**OBJECTIVES:**
**1)** List every institution where the Sellers memorial notice says Sellers taught or held a professorship.
**2)** Answer these questions using the Sellers memorial notice:
(a) In which division did Sellers serve during World War II?
(b) In what year did Sellers move to the University of California, Berkeley?
(c) Which volume of the Polk study was awarded the Bancroft Prize?
**3)** From the Sellers memorial notice, reproduce word for word the stretch from "Historian of the" through "laude, in 1947.".

**PROVIDED PASSAGE:**
━━━━━━━━━━━━━━━━
In Memoriam

Charles Grier Sellers Jr. (1923–2021)

Historian of the United States

Daniel N. Gullotta and David A. Hollinger | Dec 29, 2021

Charles Grier Sellers Jr.

Courtesy Carolyn Merchant

Charles Grier Sellers Jr. was born on September 9, 1923, in Charlotte, North Carolina. Descended from Scotch-Irish immigrants, he was raised by parents Charles Grier Sellers and Cora Irene Templeton. Sellers attended Harvard University, where he studied American history. His senior year was interrupted by the outbreak of World War II, during which he served as a staff sergeant in the 10th Mountain Division in Colorado. After the war ended, Sellers returned to Harvard and completed his degree, magna cum laude, in 1947.

Sellers earned his PhD in 1950 at the University of North Carolina at Chapel Hill. After teaching briefly at the University of Maryland and Princeton University, Sellers moved to the University of California, Berkeley, in 1958. He taught there until his retirement in 1990, in addition to holding the Harmsworth Professorship of American History at Oxford University in 1970–71.

Sellers completed two volumes of a projected three-volume study of President James K. Polk: James K. Polk: Jacksonian, 1795–1843 (Princeton Univ. Press, 1957) and James K. Polk: Continentalist, 1843–1846 (Princeton Univ. Press, 1966). The exceptional quality of Sellers’s research and writing was widely recognized, and the second volume was awarded the Bancroft Prize. Sellers put Polk aside to work on what was to become his most widely debated book, The Market Revolution: Jacksonian America, 1815–1846 (Oxford Univ. Press, 1991), but he later gave his many boxes of Polk research materials to Amy S. Greenberg (Penn State Univ.), author of a book on Sarah Polk.
━━━━━━━━━━━━━━━━
**GIVEN RECORDS:**
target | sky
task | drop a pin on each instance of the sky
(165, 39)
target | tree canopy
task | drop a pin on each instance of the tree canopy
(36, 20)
━━━━━━━━━━━━━━━━
**RESULTS FOR EACH TASK:**
**1)**
University of Maryland
Princeton University
University of California, Berkeley
Oxford University

**2)**
(a) The 10th Mountain Division.
(b) 1958.
(c) The second volume, James K. Polk: Continentalist, 1843–1846.

**3)**
Historian of the United States

Daniel N. Gullotta and David A. Hollinger | Dec 29, 2021

Charles Grier Sellers Jr.

Courtesy Carolyn Merchant

Charles Grier Sellers Jr. was born on September 9, 1923, in Charlotte, North Carolina. Descended from Scotch-Irish immigrants, he was raised by parents Charles Grier Sellers and Cora Irene Templeton. Sellers attended Harvard University, where he studied American history. His senior year was interrupted by the outbreak of World War II, during which he served as a staff sergeant in the 10th Mountain Division in Colorado. After the war ended, Sellers returned to Harvard and completed his degree, magna cum laude, in 1947.